===== Texte =====
# Transfert dossiers vers iPad



## EOB (3 Février 2011)

Bonjour,

Je souhaiterai transférer un dossier de 9.08 GB, 1'500 sous dossiers et 12'000 fichiers.

Est-il possible de transférer cet énorme dossier d'un coup vers mon iPad ?

Ou dois-je créer chaque dossier/sous dossier et transférer les fichiers par dossier/sous dossier?

Merci de votre aide.


----------



## Mouette94 (3 Février 2011)

Je pensais essayer avec GoodReader, très satisfaisant pour le transfert de fichiers, mais ne l'ai pas encore fait. Si tu le testes, merci de nous dire si ça marche !


----------



## EOB (4 Février 2011)

J'ai cette application. Elle est très bien, simple d'utilisation.
Mais je ne peux pas transférer directement les dossiers.
Il faut en premier créer le dossier sur l'iPad, envoyer les fichiers ensuite sur l'iPad et finalement déplacer les fichiers dans le dossier concerné.


----------



## Gwen (4 Février 2011)

Tu compresses ton dossier et tu le transfert, ensuite, une fois décompressés sur l'iPad, les sous dossiers seront conservés.

Vu la taille, je te conseil néanmoins de compressé ça sous dossier par sous dossier et non ton dossier principal.

À toi de t'organiser au mieux en fonction de la place sur ton iPad.


----------



## EOB (4 Février 2011)

gwen a dit:


> Tu compresses ton dossier et tu le transfert, ensuite, une fois décompressés sur l'iPad, les sous dossiers seront conservés.
> 
> Vu la taille, je te conseil néanmoins de compressé ça sous dossier par sous dossier et non ton dossier principal.
> 
> À toi de t'organiser au mieux en fonction de la place sur ton iPad.


 

Un IMMENSE merci!


----------
===== Données =====
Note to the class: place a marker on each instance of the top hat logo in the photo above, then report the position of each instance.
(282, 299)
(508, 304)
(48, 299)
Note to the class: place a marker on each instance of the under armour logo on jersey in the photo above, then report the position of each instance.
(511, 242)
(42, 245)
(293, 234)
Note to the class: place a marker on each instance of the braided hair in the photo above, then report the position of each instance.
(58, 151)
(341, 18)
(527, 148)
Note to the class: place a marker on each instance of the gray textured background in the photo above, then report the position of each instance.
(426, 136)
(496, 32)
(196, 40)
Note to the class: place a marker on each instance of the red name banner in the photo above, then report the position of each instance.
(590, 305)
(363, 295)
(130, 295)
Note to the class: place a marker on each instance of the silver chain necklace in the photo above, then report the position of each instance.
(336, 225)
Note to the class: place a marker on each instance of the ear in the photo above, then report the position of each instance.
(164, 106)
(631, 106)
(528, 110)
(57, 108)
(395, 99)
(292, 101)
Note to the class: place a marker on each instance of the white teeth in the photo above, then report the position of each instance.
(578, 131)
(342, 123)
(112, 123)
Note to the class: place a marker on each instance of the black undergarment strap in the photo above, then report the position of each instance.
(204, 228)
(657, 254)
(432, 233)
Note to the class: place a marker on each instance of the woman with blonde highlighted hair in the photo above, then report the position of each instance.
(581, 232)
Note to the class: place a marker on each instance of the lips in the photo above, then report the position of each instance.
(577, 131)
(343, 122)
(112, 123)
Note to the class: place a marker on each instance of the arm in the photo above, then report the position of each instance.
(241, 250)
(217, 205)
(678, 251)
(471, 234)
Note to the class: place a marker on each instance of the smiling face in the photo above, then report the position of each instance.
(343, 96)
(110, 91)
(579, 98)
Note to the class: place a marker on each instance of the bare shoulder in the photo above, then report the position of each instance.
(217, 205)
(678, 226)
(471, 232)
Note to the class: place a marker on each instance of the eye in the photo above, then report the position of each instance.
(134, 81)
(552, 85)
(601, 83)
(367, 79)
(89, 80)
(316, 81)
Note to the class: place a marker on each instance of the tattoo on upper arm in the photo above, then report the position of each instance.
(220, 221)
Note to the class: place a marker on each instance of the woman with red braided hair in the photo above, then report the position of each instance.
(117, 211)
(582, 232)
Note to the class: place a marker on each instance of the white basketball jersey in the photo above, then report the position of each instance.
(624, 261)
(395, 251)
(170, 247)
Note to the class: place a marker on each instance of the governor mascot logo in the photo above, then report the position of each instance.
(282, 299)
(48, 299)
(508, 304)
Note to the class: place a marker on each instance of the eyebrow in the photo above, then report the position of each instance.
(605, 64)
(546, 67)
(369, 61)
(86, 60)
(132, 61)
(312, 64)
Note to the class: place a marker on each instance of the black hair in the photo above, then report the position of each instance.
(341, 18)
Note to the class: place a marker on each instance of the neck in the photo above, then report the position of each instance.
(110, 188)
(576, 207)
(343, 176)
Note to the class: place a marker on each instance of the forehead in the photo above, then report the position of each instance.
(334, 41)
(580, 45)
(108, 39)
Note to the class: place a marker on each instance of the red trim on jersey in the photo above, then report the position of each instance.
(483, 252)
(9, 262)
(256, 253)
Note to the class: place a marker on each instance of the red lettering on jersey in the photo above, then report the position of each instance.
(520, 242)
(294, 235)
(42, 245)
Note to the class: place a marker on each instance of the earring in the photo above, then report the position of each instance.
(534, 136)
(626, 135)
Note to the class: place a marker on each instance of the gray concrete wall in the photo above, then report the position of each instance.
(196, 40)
=====
Consigne A =
Pour chacune des affirmations suivantes, indiquez par oui ou non si elle concorde avec le fil de discussion, et citez mot pour mot le passage qui tranche : (i) le dossier à transférer compte 12'000 fichiers ; (ii) avec GoodReader, EOB parvient à transférer directement les dossiers ; (iii) Gwen recommande de compresser le dossier principal plutôt que chaque sous-dossier.
Consigne B =
Relevez tous les pseudonymes des personnes qui publient un message dans le fil de discussion.

Réponse attendue A =
(i) Oui : « Je souhaiterai transférer un dossier de 9.08 GB, 1'500 sous dossiers et 12'000 fichiers. »
(ii) Non : « Mais je ne peux pas transférer directement les dossiers. »
(iii) Non : « Vu la taille, je te conseil néanmoins de compressé ça sous dossier par sous dossier et non ton dossier principal. »

Réponse attendue B =
EOB, Mouette94, Gwen